A block of data:
[Begin]
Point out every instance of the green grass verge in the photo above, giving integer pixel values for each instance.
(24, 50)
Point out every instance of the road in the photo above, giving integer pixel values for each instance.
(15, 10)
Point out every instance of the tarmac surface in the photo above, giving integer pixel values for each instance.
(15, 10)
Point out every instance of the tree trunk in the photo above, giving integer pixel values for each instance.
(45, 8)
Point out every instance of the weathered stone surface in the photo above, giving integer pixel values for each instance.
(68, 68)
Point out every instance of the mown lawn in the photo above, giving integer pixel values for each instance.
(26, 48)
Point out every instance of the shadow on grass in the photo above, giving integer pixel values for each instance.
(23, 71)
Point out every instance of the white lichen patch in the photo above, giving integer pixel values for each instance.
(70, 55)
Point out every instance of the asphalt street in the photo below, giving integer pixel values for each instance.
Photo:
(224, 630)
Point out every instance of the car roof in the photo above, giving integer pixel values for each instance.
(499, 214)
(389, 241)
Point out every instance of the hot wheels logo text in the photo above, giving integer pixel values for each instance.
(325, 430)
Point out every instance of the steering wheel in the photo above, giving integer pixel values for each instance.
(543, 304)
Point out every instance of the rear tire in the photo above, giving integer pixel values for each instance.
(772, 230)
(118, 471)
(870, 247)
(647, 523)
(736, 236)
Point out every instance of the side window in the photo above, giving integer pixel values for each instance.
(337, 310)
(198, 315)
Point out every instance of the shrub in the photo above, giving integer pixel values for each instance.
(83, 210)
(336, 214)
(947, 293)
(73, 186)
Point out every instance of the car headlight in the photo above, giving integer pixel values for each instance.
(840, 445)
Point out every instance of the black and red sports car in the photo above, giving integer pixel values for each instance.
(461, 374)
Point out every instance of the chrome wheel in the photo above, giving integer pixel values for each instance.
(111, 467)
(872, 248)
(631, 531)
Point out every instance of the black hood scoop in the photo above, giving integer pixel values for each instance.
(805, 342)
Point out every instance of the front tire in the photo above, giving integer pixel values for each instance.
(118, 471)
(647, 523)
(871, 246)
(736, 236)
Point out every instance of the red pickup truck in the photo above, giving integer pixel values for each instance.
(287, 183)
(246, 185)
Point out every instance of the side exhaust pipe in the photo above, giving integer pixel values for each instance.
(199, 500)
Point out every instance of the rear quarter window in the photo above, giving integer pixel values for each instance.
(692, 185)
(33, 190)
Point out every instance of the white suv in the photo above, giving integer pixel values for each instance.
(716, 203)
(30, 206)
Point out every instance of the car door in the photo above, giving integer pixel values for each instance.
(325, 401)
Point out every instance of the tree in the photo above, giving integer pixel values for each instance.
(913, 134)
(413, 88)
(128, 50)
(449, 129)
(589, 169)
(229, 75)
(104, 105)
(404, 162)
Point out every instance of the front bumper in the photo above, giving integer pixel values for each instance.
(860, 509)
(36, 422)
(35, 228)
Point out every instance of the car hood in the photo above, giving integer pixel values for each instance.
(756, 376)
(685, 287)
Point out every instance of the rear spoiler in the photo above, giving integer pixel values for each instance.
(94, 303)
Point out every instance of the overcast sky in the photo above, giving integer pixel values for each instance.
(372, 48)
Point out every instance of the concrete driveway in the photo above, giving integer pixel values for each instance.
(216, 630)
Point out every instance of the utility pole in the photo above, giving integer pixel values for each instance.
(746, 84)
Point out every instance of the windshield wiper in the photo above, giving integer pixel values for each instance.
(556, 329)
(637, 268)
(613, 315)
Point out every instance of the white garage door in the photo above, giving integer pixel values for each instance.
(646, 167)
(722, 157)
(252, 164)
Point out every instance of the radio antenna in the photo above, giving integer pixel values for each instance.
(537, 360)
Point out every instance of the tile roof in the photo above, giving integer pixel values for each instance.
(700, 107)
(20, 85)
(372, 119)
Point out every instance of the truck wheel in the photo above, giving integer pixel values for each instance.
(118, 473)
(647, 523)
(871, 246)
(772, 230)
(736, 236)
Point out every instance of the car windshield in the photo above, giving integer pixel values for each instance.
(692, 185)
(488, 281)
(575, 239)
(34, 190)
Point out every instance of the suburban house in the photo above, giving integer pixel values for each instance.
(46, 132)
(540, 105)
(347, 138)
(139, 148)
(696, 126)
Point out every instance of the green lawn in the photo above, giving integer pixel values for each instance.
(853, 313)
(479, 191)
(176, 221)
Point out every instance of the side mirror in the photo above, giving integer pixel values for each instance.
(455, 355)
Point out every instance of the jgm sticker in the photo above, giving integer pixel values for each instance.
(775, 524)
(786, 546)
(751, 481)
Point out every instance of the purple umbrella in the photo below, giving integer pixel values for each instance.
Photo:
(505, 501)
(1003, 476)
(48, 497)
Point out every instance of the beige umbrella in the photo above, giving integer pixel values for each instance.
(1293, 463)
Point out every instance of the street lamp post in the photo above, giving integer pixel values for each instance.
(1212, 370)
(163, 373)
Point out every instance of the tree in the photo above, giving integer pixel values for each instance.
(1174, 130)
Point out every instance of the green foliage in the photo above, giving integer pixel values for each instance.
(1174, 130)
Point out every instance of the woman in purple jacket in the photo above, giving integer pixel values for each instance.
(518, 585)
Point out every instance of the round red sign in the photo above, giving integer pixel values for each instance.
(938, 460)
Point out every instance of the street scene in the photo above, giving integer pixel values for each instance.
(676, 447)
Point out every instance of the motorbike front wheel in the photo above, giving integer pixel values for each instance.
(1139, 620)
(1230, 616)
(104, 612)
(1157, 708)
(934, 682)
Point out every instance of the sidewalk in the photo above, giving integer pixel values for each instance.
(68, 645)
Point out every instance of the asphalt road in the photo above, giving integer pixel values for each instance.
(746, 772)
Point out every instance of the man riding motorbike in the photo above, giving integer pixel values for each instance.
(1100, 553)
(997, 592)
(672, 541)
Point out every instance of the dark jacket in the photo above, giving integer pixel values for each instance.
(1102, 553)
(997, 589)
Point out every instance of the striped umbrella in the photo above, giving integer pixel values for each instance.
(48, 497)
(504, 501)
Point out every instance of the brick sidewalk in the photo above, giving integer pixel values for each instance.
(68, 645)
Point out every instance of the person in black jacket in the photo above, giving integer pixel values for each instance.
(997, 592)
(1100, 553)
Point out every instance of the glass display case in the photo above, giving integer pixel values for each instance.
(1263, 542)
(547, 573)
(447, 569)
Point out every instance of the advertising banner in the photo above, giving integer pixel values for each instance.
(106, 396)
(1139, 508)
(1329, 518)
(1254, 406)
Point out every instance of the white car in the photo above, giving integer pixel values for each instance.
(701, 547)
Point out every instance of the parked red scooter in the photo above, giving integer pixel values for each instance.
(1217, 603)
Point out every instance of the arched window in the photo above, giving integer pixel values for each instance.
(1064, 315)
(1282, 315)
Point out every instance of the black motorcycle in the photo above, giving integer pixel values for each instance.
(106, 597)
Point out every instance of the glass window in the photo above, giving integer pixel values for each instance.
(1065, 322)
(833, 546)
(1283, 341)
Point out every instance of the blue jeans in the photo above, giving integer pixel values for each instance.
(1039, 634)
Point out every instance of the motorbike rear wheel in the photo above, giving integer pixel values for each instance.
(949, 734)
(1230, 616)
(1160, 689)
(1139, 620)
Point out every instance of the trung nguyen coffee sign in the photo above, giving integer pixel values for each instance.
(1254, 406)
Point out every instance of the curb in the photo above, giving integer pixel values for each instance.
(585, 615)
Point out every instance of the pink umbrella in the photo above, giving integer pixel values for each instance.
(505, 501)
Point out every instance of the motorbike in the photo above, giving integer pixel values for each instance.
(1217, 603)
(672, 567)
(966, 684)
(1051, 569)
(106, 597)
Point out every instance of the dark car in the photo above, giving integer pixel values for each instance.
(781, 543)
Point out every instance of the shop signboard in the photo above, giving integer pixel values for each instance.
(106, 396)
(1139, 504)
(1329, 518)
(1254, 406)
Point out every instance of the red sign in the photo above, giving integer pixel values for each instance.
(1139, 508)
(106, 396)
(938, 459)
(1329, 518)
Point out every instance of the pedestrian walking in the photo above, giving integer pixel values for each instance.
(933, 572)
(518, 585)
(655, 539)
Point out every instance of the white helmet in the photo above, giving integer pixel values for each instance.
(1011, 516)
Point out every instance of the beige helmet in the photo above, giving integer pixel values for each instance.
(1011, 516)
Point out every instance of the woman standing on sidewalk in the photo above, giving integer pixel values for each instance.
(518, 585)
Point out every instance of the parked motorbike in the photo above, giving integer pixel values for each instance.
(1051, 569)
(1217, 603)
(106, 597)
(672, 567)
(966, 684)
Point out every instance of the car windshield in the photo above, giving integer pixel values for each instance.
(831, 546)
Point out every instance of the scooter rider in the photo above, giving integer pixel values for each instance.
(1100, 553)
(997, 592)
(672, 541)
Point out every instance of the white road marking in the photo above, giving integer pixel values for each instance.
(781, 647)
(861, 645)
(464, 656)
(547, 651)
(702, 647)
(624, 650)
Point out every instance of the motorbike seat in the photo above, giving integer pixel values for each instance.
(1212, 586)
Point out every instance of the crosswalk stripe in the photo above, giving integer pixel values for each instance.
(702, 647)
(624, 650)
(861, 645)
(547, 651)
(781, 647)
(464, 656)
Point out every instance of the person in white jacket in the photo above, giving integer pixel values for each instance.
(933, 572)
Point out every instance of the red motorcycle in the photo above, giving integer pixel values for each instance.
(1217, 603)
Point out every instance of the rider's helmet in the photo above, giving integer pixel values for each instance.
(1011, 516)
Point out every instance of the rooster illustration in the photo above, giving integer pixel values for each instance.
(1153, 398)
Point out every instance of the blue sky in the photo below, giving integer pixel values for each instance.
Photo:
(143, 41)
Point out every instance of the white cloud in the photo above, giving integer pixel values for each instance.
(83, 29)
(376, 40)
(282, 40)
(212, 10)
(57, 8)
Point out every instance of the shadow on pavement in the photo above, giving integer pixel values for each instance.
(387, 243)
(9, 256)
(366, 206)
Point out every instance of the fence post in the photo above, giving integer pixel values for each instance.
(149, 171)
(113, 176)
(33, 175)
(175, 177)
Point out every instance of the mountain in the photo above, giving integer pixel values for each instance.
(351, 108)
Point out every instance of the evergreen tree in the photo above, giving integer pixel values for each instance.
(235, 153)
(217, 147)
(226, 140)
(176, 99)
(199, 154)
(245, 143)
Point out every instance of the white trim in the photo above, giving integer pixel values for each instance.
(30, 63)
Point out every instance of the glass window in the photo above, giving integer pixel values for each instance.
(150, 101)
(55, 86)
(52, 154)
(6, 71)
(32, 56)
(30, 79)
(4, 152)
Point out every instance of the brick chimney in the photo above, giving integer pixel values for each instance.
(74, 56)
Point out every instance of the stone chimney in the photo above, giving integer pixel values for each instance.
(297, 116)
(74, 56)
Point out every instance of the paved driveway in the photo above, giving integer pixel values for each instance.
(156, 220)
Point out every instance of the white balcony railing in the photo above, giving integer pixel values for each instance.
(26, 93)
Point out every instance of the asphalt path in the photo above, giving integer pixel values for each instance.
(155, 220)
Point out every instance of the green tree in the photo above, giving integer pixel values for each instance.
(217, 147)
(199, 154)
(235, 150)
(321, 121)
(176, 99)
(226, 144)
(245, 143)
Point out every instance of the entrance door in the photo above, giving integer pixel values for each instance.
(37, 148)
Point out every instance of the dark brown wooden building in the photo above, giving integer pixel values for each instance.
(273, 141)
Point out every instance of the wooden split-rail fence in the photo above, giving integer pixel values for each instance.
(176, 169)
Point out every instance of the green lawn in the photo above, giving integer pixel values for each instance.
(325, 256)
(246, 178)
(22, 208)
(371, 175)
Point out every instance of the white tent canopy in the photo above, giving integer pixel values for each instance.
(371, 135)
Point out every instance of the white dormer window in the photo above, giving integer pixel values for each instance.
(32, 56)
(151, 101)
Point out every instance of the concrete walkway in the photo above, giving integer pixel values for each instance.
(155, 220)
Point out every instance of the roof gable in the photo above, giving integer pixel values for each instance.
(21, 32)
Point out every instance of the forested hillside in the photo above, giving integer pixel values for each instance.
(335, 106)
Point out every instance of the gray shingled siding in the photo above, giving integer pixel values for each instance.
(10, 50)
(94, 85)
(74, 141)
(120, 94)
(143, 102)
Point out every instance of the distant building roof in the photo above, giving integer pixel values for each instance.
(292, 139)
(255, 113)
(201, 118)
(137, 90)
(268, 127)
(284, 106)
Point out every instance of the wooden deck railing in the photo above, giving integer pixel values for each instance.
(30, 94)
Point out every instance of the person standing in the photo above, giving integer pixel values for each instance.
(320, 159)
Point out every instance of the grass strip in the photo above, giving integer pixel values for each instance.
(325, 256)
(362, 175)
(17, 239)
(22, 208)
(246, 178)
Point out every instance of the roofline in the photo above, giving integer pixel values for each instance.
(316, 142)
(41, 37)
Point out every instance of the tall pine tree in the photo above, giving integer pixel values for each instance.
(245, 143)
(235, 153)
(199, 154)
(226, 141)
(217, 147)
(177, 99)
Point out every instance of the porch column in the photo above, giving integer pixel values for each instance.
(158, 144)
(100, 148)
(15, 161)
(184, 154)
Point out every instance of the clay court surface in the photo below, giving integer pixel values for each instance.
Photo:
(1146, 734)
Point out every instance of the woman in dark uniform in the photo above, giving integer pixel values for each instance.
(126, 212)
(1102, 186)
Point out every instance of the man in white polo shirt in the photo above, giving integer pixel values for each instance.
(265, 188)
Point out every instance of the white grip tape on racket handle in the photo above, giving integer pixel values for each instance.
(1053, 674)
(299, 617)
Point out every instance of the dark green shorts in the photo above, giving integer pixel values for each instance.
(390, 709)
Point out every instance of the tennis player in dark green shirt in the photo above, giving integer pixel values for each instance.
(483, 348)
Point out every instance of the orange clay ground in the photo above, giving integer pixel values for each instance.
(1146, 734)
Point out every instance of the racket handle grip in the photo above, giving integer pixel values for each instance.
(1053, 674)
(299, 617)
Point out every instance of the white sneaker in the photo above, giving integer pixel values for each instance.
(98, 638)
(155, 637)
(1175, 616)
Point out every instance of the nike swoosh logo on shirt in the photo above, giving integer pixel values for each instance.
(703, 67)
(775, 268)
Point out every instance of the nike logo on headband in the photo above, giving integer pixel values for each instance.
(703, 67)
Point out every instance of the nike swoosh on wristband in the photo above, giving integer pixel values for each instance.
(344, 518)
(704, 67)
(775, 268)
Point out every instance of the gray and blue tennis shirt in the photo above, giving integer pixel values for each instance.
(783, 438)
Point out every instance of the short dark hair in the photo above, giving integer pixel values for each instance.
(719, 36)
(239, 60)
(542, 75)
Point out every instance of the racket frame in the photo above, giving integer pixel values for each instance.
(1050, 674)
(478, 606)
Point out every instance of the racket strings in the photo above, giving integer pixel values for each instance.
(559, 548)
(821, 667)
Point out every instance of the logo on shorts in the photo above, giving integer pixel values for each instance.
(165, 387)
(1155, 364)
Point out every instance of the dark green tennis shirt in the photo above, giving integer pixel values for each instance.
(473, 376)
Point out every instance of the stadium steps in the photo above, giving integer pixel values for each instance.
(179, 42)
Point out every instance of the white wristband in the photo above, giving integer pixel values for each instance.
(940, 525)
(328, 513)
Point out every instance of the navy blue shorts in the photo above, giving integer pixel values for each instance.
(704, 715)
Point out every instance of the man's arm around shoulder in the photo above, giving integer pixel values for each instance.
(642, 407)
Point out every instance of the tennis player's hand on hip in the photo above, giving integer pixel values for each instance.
[End]
*WORK REQUIRED*.
Each line from the one containing "Point out every instance of the stadium" through the end of the entries, both included, is to be returned exactly, with no other lines.

*SOLVED PROBLEM*.
Point out every instance of the stadium steps in the photo above, giving integer pixel values for each instance.
(179, 42)
Point out every instance of the white wristband in the photo above, giving integer pixel values for each instance.
(940, 525)
(328, 513)
Point out every instance of the navy blue shorts in the photo above, giving integer pixel values for each instance.
(704, 715)
Point out every instance of the man's arm around shoulder in the photo above, giving integer pixel values for each instance.
(642, 407)
Point out every instance of the tennis player's hand on hip in the photo above, giving integer pixel values for each instance.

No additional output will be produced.